● **Exercise prompt**
Print the listing below word for word, from its first line through the line containing "[311,57,500,95]", including that line.

● **Input data**
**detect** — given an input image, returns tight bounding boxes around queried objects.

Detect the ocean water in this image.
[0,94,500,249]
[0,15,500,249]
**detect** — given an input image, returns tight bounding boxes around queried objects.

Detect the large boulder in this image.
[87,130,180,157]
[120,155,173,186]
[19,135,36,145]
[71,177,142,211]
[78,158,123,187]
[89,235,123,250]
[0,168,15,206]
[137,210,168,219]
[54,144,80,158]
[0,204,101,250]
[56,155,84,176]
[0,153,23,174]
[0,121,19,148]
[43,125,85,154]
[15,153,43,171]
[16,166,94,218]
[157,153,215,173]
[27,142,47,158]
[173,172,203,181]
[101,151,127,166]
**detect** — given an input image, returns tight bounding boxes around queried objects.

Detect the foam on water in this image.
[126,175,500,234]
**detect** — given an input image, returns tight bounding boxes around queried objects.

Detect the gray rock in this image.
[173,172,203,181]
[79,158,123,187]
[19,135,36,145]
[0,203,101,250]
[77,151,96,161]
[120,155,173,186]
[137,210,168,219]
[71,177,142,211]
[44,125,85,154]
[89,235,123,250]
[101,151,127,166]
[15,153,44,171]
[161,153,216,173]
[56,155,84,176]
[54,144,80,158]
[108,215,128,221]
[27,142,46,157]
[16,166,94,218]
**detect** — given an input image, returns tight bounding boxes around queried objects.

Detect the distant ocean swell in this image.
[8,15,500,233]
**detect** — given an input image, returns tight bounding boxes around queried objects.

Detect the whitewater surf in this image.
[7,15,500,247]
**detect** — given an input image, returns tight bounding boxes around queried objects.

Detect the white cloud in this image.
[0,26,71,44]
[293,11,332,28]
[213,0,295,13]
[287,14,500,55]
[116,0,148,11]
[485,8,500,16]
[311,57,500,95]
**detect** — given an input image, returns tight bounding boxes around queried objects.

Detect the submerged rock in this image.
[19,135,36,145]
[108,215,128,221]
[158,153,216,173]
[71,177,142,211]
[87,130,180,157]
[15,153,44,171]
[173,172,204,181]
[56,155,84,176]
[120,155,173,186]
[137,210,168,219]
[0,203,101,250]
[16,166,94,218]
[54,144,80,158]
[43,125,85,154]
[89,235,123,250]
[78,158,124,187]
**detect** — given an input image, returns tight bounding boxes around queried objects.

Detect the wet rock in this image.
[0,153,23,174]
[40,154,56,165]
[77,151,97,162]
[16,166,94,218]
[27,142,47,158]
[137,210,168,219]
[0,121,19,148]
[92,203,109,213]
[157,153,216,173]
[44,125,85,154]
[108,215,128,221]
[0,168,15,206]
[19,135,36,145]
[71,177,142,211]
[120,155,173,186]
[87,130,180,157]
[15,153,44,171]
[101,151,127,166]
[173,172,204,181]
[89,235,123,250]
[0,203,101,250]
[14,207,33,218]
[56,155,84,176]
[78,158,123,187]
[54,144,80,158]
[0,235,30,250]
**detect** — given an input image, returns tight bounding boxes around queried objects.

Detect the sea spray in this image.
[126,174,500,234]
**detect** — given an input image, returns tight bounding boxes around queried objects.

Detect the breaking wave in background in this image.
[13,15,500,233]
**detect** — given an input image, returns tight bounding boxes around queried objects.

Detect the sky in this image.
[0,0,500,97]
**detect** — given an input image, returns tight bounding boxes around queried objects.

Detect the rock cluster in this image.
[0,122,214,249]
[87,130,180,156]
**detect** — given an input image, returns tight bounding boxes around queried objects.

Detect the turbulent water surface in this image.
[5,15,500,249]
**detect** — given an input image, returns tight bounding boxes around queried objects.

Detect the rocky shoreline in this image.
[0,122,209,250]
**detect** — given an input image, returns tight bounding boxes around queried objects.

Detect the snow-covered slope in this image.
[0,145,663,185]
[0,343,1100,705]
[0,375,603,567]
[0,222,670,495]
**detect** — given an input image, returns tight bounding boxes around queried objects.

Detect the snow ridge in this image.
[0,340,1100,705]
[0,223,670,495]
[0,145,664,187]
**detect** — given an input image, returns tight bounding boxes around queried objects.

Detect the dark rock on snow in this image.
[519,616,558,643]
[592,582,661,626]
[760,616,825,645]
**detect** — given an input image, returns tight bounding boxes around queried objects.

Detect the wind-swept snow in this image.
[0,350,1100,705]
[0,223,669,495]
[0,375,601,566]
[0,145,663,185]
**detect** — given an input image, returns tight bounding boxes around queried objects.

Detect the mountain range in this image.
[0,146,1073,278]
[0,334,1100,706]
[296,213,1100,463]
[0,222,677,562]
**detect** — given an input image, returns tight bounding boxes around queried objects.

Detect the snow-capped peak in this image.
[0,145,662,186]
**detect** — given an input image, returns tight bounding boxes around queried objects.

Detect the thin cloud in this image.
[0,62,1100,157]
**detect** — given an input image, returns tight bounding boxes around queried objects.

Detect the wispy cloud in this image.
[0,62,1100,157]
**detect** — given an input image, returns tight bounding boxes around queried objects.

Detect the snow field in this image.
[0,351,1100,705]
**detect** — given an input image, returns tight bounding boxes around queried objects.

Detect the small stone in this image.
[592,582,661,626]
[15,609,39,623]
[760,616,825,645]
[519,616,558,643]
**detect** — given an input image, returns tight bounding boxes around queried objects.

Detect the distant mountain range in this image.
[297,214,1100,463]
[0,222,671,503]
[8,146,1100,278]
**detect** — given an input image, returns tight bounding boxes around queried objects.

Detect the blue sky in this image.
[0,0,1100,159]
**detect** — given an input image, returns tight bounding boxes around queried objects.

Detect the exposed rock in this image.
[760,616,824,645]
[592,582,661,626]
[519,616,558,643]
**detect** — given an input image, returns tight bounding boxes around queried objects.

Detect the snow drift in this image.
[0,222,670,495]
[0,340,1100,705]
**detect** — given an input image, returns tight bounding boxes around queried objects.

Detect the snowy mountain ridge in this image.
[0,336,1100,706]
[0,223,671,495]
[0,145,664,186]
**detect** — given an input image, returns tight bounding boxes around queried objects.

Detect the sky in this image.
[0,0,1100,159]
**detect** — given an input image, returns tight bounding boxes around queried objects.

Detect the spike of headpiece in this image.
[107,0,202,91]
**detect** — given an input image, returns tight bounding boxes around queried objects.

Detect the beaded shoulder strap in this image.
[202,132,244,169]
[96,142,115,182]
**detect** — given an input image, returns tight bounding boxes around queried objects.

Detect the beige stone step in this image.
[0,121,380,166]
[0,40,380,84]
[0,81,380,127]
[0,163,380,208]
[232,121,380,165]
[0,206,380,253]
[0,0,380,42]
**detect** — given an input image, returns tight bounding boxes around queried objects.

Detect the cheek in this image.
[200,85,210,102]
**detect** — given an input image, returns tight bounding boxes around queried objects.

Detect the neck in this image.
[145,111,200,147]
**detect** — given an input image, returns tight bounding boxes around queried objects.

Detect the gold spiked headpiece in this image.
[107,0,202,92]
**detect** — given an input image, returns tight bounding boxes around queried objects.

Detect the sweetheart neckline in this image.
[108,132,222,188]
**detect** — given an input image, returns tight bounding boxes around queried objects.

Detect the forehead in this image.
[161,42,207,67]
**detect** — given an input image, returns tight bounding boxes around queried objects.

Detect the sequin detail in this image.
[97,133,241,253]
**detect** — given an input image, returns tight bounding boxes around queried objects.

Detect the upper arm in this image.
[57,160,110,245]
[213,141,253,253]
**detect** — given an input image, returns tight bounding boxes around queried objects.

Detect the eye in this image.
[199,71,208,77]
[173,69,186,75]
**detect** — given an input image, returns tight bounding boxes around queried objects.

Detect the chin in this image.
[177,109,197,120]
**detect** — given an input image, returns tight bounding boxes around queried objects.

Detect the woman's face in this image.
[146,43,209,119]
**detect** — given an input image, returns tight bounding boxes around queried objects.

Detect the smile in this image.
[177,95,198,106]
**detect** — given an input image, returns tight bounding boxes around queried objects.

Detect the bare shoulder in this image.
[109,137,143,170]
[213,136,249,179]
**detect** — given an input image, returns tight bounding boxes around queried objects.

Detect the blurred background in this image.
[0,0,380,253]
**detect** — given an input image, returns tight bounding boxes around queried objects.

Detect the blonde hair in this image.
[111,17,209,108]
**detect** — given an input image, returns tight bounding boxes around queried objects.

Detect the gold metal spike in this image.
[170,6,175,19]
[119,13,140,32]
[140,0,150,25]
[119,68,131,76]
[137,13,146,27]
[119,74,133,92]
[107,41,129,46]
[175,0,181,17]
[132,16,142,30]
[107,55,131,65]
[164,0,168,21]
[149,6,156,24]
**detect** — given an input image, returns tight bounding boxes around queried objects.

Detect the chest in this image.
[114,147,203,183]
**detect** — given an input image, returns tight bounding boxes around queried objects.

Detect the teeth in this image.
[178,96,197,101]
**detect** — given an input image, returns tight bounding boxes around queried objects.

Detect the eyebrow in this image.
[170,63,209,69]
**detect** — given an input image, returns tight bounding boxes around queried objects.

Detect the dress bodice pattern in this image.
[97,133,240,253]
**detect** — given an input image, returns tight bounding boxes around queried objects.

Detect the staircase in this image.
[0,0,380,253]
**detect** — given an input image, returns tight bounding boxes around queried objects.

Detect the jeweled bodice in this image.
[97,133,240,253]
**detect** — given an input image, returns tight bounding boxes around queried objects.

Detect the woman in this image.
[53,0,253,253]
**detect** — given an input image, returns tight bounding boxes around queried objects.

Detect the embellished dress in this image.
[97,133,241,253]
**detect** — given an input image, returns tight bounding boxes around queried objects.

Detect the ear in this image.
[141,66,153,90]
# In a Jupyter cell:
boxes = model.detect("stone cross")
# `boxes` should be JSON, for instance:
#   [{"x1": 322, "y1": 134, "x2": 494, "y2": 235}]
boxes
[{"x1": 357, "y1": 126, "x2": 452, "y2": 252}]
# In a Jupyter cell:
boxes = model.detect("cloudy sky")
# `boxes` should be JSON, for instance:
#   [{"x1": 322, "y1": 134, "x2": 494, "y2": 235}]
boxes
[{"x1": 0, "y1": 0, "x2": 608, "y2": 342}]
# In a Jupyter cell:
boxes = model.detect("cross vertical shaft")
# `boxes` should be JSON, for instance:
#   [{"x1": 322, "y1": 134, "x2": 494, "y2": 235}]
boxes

● **Answer to this task**
**detect** — given an input image, returns tight bounding boxes around queried objects.

Detect the ocean water in this image.
[0,94,500,249]
[0,15,500,249]
**detect** — given an input image, returns tight bounding boxes around queried objects.

Detect the large boulder in this image.
[87,130,180,157]
[120,155,173,186]
[19,135,36,145]
[71,177,142,211]
[78,158,123,187]
[89,235,123,250]
[0,168,15,206]
[137,210,168,219]
[54,144,80,158]
[0,204,101,250]
[56,155,84,176]
[0,153,23,174]
[0,121,19,148]
[43,125,85,154]
[15,153,43,171]
[16,166,94,218]
[157,153,215,173]
[27,142,47,158]
[173,172,203,181]
[101,151,127,166]
**detect** — given an input image, returns tight bounding boxes around queried objects.

Detect the foam on water in this image.
[126,175,500,234]
**detect** — given an input image, returns tight bounding boxes around queried objects.

Detect the gray rock in this image.
[173,172,203,181]
[79,158,123,187]
[19,135,36,145]
[0,203,101,250]
[77,151,96,161]
[120,155,173,186]
[137,210,168,219]
[71,177,142,211]
[44,125,85,154]
[89,235,123,250]
[101,151,127,166]
[15,153,44,171]
[161,153,216,173]
[56,155,84,176]
[54,144,80,158]
[108,215,128,221]
[27,142,46,157]
[16,166,94,218]
**detect** — given an input image, returns tight bounding boxes around queried objects.

Detect the distant ocean swell in this image.
[8,15,500,233]
**detect** — given an input image, returns tight bounding boxes around queried objects.

Detect the whitewater surf in this image.
[7,15,500,247]
**detect** — given an input image, returns tight bounding boxes around queried objects.

Detect the white cloud in this image.
[0,26,71,44]
[293,11,332,28]
[213,0,295,13]
[287,14,500,55]
[116,0,148,11]
[485,8,500,16]
[311,57,500,95]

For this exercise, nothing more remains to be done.